BEGIN RECORDS SUPPLIED
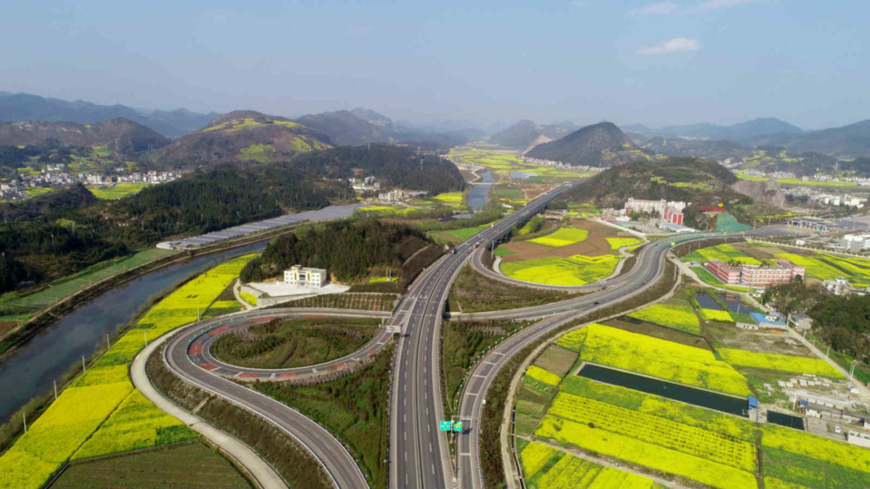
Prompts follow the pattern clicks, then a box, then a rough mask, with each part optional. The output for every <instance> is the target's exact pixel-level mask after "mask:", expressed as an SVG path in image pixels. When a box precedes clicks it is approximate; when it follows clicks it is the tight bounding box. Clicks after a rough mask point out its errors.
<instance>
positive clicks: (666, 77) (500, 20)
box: [0, 0, 870, 128]
mask: <svg viewBox="0 0 870 489" xmlns="http://www.w3.org/2000/svg"><path fill="white" fill-rule="evenodd" d="M867 19H870V2H866V1H863V0H861V1H858V0H837V1H831V2H821V1H817V0H803V1H798V0H791V1H790V0H754V1H753V0H692V1H688V0H685V1H684V0H672V1H663V2H662V1H607V0H575V1H571V0H567V1H532V0H529V1H514V0H501V1H491V2H490V1H475V2H468V1H452V0H445V1H440V2H426V3H423V2H371V1H366V2H353V1H352V2H333V1H307V2H265V1H253V2H238V1H234V2H229V1H223V0H208V1H199V0H186V1H184V2H177V1H175V2H169V1H154V0H152V1H148V2H117V1H111V2H108V1H106V2H104V1H86V0H80V1H76V2H56V1H55V2H49V1H40V0H30V1H27V2H10V4H8V5H6V6H4V13H3V15H2V16H0V46H2V48H0V57H2V59H3V62H2V63H0V90H2V91H11V92H18V91H24V92H30V93H35V94H39V95H44V96H54V97H58V98H64V99H84V100H90V101H93V102H97V103H109V104H111V103H121V104H125V105H130V106H134V107H143V108H162V109H172V108H177V107H185V108H188V109H190V110H196V111H211V110H214V111H221V112H223V111H229V110H233V109H254V110H259V111H263V112H266V113H271V114H276V115H284V116H295V115H301V114H304V113H310V112H318V111H325V110H336V109H341V108H353V107H357V106H362V107H368V108H372V109H374V110H377V111H380V112H383V113H384V114H386V115H388V116H390V117H392V118H394V119H410V120H418V121H419V120H427V119H460V120H469V121H474V122H476V123H482V124H488V123H491V122H494V121H504V122H513V121H515V120H517V119H520V118H529V119H532V120H535V121H538V122H550V121H556V120H563V119H570V120H573V121H575V122H578V123H594V122H598V121H601V120H611V121H614V122H617V123H623V124H626V123H634V122H640V123H644V124H648V125H651V126H660V125H666V124H684V123H694V122H713V123H719V124H730V123H735V122H739V121H743V120H746V119H751V118H754V117H763V116H773V117H779V118H782V119H784V120H787V121H789V122H792V123H794V124H797V125H800V126H802V127H806V128H821V127H828V126H835V125H843V124H848V123H852V122H857V121H860V120H865V119H870V95H868V94H870V91H868V87H870V63H868V60H870V53H868V52H866V49H865V46H866V45H867V41H868V37H870V30H868V29H867V28H866V22H867Z"/></svg>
END RECORDS SUPPLIED
[BRIEF]
Every line above has to be output exactly; the pictures must be dropped.

[RESPONSE]
Prompts follow the pattern clicks, then a box, then a rough mask, with each part optional. The output for every <instance> is the target's exact pixel-level mask after "mask:", expressed as an SVG path in image pixels. When a box precedes clicks it is approximate; when it follows clicks it is the tight bounding box. Clicks after a rough mask point out its errors.
<instance>
positive clicks: (666, 77) (500, 20)
box: [0, 0, 870, 128]
mask: <svg viewBox="0 0 870 489" xmlns="http://www.w3.org/2000/svg"><path fill="white" fill-rule="evenodd" d="M867 19H870V2H866V1H863V0H861V1H858V0H837V1H831V2H821V1H817V0H803V1H798V0H791V1H790V0H754V1H753V0H692V1H688V0H685V1H684V0H672V1H663V2H662V1H607V0H575V1H571V0H567V1H532V0H529V1H514V0H501V1H491V2H490V1H475V2H468V1H452V0H445V1H440V2H426V3H423V2H371V1H366V2H353V1H352V2H333V1H307V2H265V1H253V2H238V1H234V2H229V1H223V0H208V1H199V0H186V1H184V2H177V1H175V2H169V1H154V0H152V1H148V2H117V1H111V2H108V1H106V2H104V1H86V0H80V1H76V2H56V1H55V2H49V1H40V0H30V1H27V2H10V4H8V5H6V6H4V13H3V15H2V16H0V46H2V48H0V57H2V59H3V62H2V63H0V90H2V91H11V92H18V91H24V92H30V93H35V94H39V95H44V96H54V97H58V98H64V99H84V100H90V101H93V102H97V103H109V104H111V103H121V104H125V105H130V106H134V107H143V108H162V109H172V108H177V107H185V108H188V109H190V110H196V111H211V110H214V111H221V112H223V111H229V110H233V109H254V110H259V111H263V112H266V113H271V114H276V115H284V116H295V115H301V114H304V113H310V112H318V111H325V110H336V109H341V108H353V107H357V106H362V107H368V108H372V109H374V110H377V111H380V112H383V113H384V114H386V115H388V116H390V117H392V118H394V119H410V120H418V121H419V120H427V119H460V120H469V121H474V122H476V123H482V124H488V123H491V122H494V121H504V122H513V121H515V120H517V119H520V118H529V119H532V120H535V121H538V122H550V121H556V120H563V119H570V120H573V121H575V122H578V123H594V122H598V121H601V120H611V121H614V122H617V123H623V124H626V123H634V122H640V123H644V124H648V125H651V126H660V125H666V124H684V123H694V122H713V123H719V124H730V123H735V122H739V121H743V120H746V119H751V118H754V117H763V116H773V117H779V118H782V119H784V120H787V121H789V122H792V123H794V124H797V125H800V126H802V127H806V128H821V127H828V126H835V125H843V124H848V123H852V122H857V121H860V120H865V119H870V95H868V94H870V91H868V87H870V63H868V60H870V53H868V52H866V49H865V46H866V45H867V41H868V37H870V30H868V29H867V28H866V22H867Z"/></svg>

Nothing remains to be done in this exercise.